Data listing START

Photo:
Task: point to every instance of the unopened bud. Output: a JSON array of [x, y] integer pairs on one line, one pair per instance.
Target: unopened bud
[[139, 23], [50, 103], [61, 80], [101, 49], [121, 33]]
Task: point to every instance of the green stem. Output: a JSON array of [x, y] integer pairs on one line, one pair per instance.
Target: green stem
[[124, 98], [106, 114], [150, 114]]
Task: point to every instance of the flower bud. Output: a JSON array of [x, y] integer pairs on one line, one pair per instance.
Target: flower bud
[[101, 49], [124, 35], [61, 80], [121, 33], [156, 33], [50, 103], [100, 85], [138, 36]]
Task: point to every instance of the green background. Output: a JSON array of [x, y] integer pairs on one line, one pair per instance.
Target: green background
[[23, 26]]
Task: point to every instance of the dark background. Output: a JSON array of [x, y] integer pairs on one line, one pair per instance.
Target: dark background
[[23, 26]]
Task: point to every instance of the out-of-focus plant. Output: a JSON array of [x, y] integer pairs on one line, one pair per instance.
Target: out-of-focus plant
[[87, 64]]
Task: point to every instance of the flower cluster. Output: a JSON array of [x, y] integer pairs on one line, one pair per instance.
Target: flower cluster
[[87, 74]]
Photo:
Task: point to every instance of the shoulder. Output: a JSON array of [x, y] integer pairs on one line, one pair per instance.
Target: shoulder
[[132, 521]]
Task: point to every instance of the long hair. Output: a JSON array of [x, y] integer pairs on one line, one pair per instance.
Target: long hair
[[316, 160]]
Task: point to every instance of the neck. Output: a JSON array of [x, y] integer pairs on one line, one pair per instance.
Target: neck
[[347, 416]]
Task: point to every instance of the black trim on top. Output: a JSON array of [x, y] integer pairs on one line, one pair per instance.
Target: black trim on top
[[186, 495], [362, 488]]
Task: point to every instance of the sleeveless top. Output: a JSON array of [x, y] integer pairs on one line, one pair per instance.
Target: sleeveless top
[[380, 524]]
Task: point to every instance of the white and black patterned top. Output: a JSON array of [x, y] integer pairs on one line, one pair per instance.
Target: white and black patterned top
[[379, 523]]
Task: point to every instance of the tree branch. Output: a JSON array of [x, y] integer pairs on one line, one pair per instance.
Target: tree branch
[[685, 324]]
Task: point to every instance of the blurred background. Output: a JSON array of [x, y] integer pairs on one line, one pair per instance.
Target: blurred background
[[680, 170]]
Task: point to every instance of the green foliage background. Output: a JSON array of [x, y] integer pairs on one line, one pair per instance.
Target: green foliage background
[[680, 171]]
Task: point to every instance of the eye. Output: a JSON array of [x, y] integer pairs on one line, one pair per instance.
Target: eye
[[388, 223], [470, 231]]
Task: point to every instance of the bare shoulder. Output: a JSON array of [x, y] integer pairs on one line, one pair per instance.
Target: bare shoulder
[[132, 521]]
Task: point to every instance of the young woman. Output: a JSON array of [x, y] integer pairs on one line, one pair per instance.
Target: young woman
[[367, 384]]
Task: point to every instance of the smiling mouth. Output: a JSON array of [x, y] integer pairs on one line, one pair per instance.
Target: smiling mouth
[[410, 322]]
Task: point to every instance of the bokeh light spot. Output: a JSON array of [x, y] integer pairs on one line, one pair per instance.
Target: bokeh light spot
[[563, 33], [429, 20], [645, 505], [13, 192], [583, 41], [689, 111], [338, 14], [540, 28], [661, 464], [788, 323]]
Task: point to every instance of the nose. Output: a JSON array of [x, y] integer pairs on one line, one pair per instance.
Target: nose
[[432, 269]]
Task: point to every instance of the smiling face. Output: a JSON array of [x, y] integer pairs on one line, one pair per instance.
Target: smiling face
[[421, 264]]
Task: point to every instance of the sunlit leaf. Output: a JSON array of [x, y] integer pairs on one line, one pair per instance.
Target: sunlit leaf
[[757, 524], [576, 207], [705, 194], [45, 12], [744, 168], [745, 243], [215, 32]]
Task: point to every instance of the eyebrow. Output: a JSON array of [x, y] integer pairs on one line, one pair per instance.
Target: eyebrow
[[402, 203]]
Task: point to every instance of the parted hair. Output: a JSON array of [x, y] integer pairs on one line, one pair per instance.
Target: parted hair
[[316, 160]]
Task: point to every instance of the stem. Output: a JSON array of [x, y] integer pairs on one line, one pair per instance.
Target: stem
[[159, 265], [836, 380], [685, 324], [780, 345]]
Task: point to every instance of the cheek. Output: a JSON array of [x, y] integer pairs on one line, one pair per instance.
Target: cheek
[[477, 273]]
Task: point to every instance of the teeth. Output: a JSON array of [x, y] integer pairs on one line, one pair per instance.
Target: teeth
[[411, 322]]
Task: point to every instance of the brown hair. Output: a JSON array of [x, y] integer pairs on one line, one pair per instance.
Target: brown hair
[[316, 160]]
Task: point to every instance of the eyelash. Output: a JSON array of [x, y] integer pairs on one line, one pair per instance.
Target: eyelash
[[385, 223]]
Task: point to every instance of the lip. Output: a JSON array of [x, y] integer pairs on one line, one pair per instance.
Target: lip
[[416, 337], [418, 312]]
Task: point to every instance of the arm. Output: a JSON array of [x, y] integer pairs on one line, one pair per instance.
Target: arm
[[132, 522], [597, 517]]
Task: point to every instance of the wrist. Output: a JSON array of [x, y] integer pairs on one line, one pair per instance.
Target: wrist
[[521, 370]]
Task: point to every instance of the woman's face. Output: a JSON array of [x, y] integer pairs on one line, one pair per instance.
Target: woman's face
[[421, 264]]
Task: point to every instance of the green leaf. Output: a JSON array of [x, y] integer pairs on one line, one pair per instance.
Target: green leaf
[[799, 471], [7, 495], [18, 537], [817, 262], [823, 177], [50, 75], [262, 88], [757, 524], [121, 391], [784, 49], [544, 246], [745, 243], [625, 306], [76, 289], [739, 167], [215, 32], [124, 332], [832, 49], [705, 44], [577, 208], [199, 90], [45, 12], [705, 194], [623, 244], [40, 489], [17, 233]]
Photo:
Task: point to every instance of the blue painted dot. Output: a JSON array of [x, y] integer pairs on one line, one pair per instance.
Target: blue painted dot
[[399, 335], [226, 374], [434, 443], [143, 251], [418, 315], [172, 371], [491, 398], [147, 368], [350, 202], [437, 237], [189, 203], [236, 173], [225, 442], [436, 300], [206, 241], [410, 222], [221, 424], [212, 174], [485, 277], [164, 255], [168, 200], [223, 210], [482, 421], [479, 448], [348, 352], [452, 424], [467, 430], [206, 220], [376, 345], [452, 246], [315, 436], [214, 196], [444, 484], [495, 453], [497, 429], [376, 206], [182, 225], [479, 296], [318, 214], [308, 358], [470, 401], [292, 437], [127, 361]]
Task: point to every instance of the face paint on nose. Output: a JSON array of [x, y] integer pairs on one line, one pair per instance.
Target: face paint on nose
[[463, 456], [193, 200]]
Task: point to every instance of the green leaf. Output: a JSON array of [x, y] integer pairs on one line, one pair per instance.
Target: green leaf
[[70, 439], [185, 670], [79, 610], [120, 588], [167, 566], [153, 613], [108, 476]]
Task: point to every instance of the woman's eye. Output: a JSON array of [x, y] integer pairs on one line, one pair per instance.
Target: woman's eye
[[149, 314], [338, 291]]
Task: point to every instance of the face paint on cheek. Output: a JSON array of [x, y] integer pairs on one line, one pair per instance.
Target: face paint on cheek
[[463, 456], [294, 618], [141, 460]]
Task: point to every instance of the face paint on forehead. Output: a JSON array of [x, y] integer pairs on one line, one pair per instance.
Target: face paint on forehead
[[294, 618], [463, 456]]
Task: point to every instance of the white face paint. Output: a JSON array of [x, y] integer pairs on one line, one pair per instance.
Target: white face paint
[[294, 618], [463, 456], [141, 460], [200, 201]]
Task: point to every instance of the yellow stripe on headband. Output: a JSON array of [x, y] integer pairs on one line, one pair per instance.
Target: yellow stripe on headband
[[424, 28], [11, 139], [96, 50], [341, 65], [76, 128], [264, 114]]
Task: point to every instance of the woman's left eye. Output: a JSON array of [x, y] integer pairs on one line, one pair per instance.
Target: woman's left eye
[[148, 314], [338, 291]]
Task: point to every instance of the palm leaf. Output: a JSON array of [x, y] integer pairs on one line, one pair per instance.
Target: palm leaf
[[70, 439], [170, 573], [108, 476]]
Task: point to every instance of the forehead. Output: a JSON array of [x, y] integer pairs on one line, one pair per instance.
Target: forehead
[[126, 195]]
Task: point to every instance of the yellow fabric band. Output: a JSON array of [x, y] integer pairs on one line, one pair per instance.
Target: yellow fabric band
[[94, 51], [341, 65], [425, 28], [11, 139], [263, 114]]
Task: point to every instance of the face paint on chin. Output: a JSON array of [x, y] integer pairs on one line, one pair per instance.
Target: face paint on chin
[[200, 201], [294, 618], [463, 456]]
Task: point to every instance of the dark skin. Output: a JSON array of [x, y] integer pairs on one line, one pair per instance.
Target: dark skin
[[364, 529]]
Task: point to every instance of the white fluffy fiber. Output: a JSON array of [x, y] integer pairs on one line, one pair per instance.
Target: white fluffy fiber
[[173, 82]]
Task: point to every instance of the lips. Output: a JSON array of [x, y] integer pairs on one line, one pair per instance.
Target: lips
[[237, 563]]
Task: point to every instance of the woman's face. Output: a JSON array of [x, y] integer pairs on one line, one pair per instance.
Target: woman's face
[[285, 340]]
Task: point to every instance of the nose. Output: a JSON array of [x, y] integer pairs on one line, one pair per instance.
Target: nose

Data listing END

Problem to work on: Lines wanted from the listing above: the line with "Task: point to every instance of the sunlit" up to and including the line with "Task: point to every instance of the cheek.". Please write them out exactly, adding nothing else.

Finished exercise:
Task: point to every instance of the sunlit leaf. Output: a JSON array of [x, y] integer pairs on one line, one pair per instance.
Target: sunlit leaf
[[757, 524], [576, 207], [705, 194], [45, 12], [744, 168], [745, 243], [215, 32]]
Task: point to every instance of the eyebrow. Output: a JSON array of [x, y] integer pairs on one line, one pair per instance.
Target: eyebrow
[[402, 203]]
Task: point to every instance of the parted hair. Output: a JSON array of [x, y] integer pairs on one line, one pair per instance.
Target: parted hair
[[316, 160]]
Task: point to every instance of the stem. Output: a JSON array of [x, y] integer pairs on one line, one pair per instance.
Target: stem
[[159, 265], [836, 380], [685, 324], [780, 345]]
Task: point to every instance of the cheek. Output: a JSON array of [x, y] integer pairs on one line, one pair per instance.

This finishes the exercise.